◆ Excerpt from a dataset
□ □ □ □
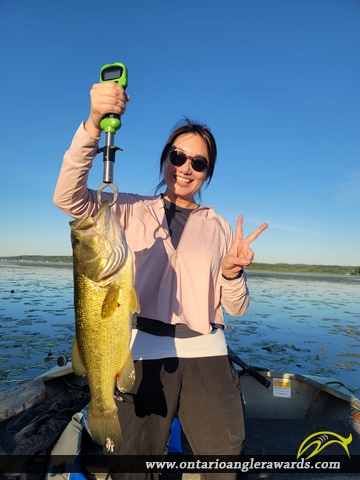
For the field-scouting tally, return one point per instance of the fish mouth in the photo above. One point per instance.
(108, 225)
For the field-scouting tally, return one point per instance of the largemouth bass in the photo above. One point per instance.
(104, 300)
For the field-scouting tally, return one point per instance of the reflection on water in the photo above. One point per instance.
(36, 320)
(301, 324)
(305, 324)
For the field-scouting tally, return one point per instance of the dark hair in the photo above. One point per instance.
(182, 128)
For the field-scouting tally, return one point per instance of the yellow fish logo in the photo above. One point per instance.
(322, 440)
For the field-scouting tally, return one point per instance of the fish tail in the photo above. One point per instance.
(105, 429)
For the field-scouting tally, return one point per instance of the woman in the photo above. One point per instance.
(187, 265)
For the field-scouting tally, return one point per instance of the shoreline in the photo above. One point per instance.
(249, 272)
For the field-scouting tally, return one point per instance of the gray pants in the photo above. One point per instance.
(204, 392)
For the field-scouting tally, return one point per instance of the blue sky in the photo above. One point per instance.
(277, 81)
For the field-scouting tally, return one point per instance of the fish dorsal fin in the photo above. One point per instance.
(76, 359)
(134, 303)
(126, 377)
(111, 301)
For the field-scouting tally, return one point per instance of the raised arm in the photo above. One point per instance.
(71, 192)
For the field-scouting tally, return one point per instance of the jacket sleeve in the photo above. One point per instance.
(234, 293)
(235, 296)
(71, 193)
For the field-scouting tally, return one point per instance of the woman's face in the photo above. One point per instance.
(184, 182)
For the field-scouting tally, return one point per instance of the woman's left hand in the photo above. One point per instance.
(240, 254)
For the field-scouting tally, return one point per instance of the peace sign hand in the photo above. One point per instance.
(240, 254)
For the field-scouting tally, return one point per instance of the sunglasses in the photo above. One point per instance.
(178, 158)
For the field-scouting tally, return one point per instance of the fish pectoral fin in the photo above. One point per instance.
(111, 301)
(76, 359)
(126, 378)
(134, 303)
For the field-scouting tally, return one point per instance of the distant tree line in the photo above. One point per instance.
(302, 268)
(269, 267)
(38, 258)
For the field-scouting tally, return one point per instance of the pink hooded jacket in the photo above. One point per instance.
(174, 286)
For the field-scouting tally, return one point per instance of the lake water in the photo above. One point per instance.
(308, 324)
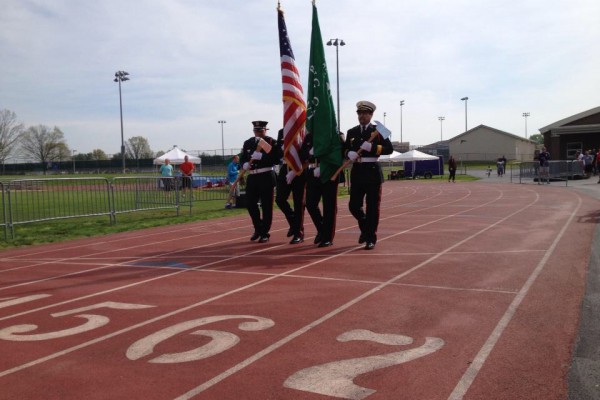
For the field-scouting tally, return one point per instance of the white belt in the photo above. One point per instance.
(260, 170)
(368, 159)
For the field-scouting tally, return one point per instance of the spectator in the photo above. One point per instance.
(544, 159)
(166, 171)
(588, 161)
(452, 169)
(187, 170)
(232, 174)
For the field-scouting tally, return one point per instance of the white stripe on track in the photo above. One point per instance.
(175, 312)
(471, 373)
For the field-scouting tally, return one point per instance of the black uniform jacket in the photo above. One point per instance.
(267, 160)
(355, 138)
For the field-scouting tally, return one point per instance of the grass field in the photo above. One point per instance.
(58, 230)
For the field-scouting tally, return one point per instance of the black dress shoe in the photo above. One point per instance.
(318, 238)
(297, 239)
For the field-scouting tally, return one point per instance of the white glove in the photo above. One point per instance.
(290, 176)
(366, 146)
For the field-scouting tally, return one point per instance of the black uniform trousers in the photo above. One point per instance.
(260, 187)
(365, 182)
(315, 191)
(295, 216)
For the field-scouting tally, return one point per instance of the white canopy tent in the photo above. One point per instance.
(390, 157)
(416, 155)
(176, 156)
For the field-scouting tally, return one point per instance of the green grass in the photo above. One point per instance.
(67, 229)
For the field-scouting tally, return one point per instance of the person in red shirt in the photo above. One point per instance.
(187, 169)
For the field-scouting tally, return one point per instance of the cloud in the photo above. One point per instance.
(194, 63)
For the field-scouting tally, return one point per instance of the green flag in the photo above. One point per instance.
(320, 119)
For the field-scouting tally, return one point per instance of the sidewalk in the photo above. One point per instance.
(584, 374)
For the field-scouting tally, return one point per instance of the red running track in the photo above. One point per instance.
(473, 291)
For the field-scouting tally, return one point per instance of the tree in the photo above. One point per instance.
(10, 133)
(44, 145)
(137, 147)
(537, 138)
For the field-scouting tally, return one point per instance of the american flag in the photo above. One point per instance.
(294, 106)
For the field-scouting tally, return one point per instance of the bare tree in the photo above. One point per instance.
(10, 133)
(138, 148)
(44, 145)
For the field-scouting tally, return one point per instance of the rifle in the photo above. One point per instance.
(380, 130)
(262, 145)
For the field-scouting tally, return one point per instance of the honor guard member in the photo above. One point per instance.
(288, 182)
(366, 176)
(258, 162)
(316, 190)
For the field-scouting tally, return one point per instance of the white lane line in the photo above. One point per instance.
(250, 360)
(151, 257)
(471, 373)
(175, 312)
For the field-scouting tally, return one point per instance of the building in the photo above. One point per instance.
(578, 132)
(484, 143)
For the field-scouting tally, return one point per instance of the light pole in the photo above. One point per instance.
(465, 99)
(401, 104)
(337, 42)
(526, 115)
(121, 76)
(222, 140)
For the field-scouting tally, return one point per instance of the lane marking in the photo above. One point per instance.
(471, 373)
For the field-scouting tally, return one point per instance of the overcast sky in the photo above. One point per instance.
(195, 62)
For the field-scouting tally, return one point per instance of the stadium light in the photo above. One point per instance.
(526, 115)
(401, 104)
(121, 76)
(337, 42)
(222, 140)
(465, 99)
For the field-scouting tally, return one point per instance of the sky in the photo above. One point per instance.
(193, 63)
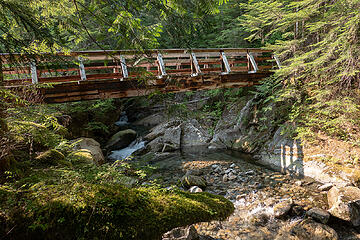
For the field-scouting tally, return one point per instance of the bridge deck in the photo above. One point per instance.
(116, 74)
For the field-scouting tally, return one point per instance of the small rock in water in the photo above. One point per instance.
(195, 172)
(318, 215)
(344, 203)
(225, 178)
(307, 229)
(195, 189)
(182, 233)
(298, 210)
(282, 208)
(214, 166)
(299, 183)
(231, 176)
(326, 187)
(251, 172)
(190, 180)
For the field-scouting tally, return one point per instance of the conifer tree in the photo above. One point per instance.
(318, 43)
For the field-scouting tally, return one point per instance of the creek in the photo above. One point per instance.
(255, 191)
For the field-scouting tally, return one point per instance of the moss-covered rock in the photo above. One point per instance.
(121, 139)
(74, 205)
(50, 157)
(88, 150)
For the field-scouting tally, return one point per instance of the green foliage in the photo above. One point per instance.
(62, 203)
(319, 47)
(38, 130)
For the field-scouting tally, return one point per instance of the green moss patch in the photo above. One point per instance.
(90, 202)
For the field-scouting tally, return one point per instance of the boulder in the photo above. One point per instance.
(164, 138)
(307, 229)
(193, 134)
(326, 187)
(88, 150)
(160, 129)
(344, 203)
(182, 233)
(319, 215)
(121, 139)
(151, 120)
(282, 208)
(190, 180)
(195, 189)
(50, 157)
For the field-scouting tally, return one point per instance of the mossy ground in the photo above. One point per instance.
(50, 194)
(92, 202)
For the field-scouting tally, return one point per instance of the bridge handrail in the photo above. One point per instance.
(159, 62)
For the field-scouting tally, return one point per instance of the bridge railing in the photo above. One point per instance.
(129, 64)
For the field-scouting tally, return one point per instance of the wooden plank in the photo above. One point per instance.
(124, 70)
(277, 61)
(34, 76)
(226, 63)
(195, 65)
(253, 63)
(160, 61)
(82, 69)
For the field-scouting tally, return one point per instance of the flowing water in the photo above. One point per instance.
(253, 189)
(126, 152)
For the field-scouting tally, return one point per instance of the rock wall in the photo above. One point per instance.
(240, 130)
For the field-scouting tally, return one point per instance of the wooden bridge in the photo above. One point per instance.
(90, 75)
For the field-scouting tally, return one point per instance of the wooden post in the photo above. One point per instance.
(161, 64)
(277, 61)
(116, 67)
(82, 69)
(123, 67)
(1, 74)
(34, 76)
(253, 63)
(225, 63)
(194, 65)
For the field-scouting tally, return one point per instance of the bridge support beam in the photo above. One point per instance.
(33, 70)
(82, 69)
(123, 67)
(251, 59)
(225, 63)
(162, 71)
(194, 65)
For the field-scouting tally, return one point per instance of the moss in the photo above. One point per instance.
(50, 157)
(82, 156)
(67, 204)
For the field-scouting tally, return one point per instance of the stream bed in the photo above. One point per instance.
(255, 192)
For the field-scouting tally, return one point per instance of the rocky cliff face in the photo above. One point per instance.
(240, 130)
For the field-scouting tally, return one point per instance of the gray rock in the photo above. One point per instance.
(326, 187)
(121, 139)
(195, 189)
(190, 180)
(232, 176)
(344, 203)
(182, 233)
(307, 229)
(90, 147)
(318, 215)
(160, 129)
(151, 120)
(195, 172)
(193, 134)
(282, 208)
(225, 178)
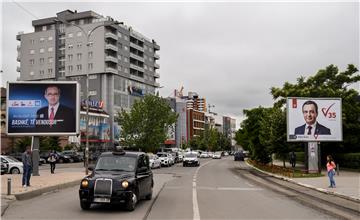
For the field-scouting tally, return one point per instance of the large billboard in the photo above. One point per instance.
(314, 119)
(43, 108)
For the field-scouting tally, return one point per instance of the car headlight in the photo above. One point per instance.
(125, 184)
(84, 183)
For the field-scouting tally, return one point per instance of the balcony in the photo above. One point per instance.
(136, 47)
(111, 47)
(156, 56)
(111, 35)
(137, 57)
(111, 59)
(111, 70)
(136, 67)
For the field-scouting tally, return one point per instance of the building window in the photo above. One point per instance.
(92, 76)
(92, 92)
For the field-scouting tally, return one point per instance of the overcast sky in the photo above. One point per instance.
(230, 53)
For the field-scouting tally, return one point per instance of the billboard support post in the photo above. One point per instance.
(35, 155)
(313, 157)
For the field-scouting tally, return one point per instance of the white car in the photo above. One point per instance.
(165, 160)
(190, 159)
(155, 161)
(15, 166)
(217, 155)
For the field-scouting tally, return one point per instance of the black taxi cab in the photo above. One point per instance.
(119, 177)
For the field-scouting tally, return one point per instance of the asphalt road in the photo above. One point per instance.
(211, 191)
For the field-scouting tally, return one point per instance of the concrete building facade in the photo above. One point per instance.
(120, 61)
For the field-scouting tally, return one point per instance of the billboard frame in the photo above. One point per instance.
(313, 98)
(77, 110)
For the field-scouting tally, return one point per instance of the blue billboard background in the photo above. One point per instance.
(25, 99)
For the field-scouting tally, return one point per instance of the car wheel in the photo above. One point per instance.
(130, 205)
(15, 170)
(149, 196)
(85, 205)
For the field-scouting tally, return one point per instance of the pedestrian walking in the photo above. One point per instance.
(330, 166)
(293, 159)
(27, 166)
(52, 160)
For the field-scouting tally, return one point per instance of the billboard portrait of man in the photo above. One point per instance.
(55, 116)
(312, 126)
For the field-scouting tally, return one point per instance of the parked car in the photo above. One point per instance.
(190, 159)
(164, 158)
(204, 155)
(239, 156)
(14, 166)
(217, 155)
(155, 161)
(119, 177)
(73, 155)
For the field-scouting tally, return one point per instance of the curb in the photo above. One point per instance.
(306, 185)
(34, 193)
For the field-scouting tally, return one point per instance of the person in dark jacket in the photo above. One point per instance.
(55, 117)
(52, 160)
(27, 167)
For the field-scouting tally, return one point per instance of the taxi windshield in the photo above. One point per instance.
(122, 163)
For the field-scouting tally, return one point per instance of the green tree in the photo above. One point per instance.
(330, 82)
(145, 126)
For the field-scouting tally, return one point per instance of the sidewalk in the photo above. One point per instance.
(46, 182)
(347, 183)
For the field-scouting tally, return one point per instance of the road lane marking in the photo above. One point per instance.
(196, 212)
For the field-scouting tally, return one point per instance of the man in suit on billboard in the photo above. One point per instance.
(55, 117)
(311, 127)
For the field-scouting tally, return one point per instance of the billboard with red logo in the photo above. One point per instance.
(314, 119)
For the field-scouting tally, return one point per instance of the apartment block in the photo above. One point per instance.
(120, 63)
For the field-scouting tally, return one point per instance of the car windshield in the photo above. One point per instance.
(116, 164)
(191, 155)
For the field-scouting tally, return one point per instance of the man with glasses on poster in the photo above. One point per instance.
(311, 127)
(55, 117)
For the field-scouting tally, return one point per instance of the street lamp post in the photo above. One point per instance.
(87, 35)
□ □ □ □
◆ What is being asked
Reproduce exactly the line containing "the green tree" and every line after it through the end of the records above, and nothing else.

◆ Solved exercise
For the field-scouting tally, return one point per instance of the green tree in the photo above. One point per instance.
(330, 82)
(145, 126)
For the field-scouting tally, return one point per instance of the sidewalk in the photo above. One point per instance.
(46, 182)
(347, 183)
For the field-scouting tally, return one point per instance of the road lane marking in the photo above. One point per instance.
(196, 212)
For the field-scouting tally, return one point per instance of the man in suit on billboard in the photo above. One point per instance.
(55, 117)
(311, 127)
For the field-scouting tally, return one point per instance of the billboard with red logo in the photo above. One point per instance.
(314, 119)
For the field-scouting tally, return one point per instance of the apartment block in the photo above. One point per instance.
(120, 63)
For the field-scouting tally, return one point per instance of the car windshield in the photo above. One point per instance.
(116, 164)
(191, 155)
For the field-scouting tally, return one point per instance of the man with glasses on poster in the photo above. One point per instance.
(311, 127)
(55, 117)
For the field-scouting tally, return one point per instance of the street lamp post in the photo above. One point per instance.
(87, 35)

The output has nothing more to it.